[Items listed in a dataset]

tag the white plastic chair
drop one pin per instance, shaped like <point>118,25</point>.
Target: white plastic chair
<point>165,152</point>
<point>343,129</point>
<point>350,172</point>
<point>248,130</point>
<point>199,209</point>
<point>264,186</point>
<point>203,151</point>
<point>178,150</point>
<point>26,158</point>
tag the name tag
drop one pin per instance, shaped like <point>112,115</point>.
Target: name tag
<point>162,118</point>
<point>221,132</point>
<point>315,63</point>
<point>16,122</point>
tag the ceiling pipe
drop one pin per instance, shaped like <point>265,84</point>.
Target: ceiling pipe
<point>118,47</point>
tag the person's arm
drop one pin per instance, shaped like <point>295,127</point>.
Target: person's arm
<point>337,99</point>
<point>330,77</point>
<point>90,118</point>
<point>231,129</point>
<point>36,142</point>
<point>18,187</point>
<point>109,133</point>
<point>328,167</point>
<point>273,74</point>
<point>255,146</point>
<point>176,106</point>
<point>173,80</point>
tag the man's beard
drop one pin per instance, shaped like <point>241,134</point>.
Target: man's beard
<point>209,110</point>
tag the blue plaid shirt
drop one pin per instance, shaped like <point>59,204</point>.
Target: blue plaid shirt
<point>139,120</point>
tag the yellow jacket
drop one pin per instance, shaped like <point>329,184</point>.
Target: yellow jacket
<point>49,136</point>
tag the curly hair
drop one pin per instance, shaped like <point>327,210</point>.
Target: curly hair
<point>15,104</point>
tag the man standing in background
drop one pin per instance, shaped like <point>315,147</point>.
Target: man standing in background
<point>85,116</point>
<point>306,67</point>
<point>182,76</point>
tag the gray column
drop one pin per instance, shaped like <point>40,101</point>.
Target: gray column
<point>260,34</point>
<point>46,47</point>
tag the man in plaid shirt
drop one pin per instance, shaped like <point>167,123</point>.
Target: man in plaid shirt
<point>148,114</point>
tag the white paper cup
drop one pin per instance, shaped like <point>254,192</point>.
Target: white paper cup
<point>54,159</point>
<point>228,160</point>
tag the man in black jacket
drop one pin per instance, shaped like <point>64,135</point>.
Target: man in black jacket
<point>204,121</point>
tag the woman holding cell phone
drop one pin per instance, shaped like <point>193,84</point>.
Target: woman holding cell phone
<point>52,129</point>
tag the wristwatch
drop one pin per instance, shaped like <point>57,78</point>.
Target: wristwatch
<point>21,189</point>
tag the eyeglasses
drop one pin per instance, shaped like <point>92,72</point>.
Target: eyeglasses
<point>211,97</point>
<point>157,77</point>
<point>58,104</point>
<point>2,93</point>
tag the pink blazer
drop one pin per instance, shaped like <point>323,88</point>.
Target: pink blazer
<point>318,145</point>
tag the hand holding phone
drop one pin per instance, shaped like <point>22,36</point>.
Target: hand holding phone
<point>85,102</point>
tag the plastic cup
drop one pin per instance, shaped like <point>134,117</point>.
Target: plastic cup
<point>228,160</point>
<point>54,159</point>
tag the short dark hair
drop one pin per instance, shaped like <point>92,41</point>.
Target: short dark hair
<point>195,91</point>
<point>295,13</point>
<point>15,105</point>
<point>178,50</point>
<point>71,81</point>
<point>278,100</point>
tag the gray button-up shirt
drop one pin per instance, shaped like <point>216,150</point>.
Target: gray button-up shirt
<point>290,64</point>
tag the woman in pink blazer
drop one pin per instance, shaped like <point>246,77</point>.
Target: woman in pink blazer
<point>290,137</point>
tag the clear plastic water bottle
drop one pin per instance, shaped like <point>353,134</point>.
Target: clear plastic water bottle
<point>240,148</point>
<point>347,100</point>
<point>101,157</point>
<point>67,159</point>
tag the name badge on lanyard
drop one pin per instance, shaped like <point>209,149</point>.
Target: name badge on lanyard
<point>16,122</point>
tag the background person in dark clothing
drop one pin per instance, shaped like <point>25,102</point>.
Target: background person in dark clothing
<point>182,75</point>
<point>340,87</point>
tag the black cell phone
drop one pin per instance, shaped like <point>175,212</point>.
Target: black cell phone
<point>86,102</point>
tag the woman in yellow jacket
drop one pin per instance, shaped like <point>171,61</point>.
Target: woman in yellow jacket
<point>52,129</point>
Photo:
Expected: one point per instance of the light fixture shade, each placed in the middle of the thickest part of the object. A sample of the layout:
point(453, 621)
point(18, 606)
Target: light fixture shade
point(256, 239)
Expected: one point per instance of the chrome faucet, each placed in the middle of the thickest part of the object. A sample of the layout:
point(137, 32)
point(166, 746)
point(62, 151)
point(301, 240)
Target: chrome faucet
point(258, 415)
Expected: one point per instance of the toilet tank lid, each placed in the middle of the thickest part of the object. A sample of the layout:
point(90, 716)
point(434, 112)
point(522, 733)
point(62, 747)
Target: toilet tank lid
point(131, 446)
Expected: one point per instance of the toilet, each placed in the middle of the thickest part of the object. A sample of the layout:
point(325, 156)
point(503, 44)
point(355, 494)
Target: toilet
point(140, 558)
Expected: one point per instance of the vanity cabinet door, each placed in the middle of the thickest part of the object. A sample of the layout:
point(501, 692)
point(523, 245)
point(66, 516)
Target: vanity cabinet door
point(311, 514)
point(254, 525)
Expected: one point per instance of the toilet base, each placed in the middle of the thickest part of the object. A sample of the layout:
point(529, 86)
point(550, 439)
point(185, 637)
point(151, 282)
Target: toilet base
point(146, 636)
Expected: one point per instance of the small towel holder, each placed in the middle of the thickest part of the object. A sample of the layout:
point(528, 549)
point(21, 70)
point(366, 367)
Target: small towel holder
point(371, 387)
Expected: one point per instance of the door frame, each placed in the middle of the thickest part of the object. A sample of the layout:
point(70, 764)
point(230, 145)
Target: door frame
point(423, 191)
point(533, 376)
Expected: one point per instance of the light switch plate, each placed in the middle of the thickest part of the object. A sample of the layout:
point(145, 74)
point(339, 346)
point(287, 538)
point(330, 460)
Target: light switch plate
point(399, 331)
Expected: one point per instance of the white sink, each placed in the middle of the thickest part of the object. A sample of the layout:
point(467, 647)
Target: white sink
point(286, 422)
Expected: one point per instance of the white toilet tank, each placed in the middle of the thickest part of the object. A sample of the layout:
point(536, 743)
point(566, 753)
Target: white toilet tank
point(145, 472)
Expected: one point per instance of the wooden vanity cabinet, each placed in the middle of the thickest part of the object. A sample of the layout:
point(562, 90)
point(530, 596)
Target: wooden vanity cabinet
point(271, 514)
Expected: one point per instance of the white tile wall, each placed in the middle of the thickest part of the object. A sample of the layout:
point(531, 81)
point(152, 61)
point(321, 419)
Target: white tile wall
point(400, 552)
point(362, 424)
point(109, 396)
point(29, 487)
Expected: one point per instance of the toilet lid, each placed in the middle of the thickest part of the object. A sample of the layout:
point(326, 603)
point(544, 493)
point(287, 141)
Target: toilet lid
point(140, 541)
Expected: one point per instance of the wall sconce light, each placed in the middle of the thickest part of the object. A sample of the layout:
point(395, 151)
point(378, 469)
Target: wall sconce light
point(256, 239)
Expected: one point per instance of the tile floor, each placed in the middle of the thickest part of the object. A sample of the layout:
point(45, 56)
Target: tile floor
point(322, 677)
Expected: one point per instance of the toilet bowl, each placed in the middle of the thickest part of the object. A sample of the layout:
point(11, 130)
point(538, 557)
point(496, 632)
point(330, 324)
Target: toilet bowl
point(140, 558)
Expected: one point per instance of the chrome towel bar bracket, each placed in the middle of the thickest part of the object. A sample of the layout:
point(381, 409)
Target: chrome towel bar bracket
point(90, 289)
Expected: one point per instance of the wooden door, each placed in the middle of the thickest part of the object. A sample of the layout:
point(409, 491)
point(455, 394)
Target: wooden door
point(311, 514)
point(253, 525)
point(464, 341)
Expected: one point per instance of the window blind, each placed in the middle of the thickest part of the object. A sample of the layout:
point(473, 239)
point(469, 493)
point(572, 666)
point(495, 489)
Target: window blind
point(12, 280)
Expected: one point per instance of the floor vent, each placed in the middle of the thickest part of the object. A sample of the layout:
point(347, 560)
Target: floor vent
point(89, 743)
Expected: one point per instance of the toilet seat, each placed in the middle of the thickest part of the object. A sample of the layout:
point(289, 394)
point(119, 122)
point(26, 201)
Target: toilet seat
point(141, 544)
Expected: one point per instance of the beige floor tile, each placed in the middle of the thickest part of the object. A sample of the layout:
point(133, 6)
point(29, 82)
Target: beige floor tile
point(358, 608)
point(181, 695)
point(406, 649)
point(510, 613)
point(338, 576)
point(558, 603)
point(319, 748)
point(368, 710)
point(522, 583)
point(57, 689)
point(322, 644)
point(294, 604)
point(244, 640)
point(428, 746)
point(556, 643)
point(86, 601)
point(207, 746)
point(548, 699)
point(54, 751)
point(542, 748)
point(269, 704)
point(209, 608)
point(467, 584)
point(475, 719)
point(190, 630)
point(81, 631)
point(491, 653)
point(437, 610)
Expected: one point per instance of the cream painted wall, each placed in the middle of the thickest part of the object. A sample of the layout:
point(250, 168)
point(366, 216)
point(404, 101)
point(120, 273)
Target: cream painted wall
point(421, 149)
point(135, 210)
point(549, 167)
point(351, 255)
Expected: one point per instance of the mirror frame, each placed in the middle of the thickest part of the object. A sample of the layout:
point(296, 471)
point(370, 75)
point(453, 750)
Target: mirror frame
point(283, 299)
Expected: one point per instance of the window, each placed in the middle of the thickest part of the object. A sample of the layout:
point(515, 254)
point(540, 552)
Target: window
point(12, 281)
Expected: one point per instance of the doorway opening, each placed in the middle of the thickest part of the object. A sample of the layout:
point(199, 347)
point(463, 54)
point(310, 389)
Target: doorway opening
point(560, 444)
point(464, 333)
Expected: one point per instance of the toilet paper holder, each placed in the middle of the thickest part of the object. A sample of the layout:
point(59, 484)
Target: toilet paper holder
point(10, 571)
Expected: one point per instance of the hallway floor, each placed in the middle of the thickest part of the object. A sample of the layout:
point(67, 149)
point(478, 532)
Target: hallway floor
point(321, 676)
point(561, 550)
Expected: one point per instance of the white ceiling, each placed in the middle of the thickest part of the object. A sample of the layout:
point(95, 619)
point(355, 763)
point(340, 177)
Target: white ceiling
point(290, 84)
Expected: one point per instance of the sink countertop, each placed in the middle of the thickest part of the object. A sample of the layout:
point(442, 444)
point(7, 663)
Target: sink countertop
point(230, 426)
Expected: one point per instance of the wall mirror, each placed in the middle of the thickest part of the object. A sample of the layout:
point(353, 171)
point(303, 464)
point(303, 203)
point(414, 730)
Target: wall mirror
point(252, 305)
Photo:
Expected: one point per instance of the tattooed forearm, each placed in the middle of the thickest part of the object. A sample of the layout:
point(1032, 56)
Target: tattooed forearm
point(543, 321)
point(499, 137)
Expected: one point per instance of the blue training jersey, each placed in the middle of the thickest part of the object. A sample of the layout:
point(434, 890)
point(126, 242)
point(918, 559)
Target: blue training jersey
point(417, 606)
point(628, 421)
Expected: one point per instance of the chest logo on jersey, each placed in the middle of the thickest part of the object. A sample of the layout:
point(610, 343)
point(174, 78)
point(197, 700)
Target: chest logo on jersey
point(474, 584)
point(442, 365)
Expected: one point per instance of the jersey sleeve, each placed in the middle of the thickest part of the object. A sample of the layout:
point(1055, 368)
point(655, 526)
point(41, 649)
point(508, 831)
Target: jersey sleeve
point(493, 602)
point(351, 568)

Work order
Reproduce the records above line by line, without any change, up to and including the line that holds "tag the man's beard".

Result for this exercise
tag the white plastic chair
drop one pin per instance, shaped like <point>118,25</point>.
Target: white plastic chair
<point>165,152</point>
<point>343,129</point>
<point>350,172</point>
<point>248,130</point>
<point>199,209</point>
<point>264,186</point>
<point>203,151</point>
<point>178,150</point>
<point>26,158</point>
tag the name tag
drop one pin per instance, shaped like <point>112,115</point>.
Target: name tag
<point>162,118</point>
<point>221,132</point>
<point>315,63</point>
<point>16,122</point>
tag the ceiling pipe
drop one pin per instance, shaped like <point>265,84</point>.
Target: ceiling pipe
<point>118,47</point>
tag the person's arm
drop one pin per instance, shaped like <point>295,127</point>.
Target: person's arm
<point>337,99</point>
<point>330,77</point>
<point>90,118</point>
<point>231,129</point>
<point>36,142</point>
<point>18,187</point>
<point>109,133</point>
<point>328,167</point>
<point>273,74</point>
<point>255,146</point>
<point>176,106</point>
<point>173,80</point>
tag the man's beard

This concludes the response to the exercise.